* BEGIN *

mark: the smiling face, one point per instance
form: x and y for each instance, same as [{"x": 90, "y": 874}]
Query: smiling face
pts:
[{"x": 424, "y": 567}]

* END *

__EXERCISE PROMPT__: Reproduce each of the records above verbatim, preserving every line.

__EXERCISE SOLUTION__:
mark: the smiling face, one point per instance
form: x and y for each instance, same as [{"x": 90, "y": 874}]
Query: smiling face
pts:
[{"x": 424, "y": 567}]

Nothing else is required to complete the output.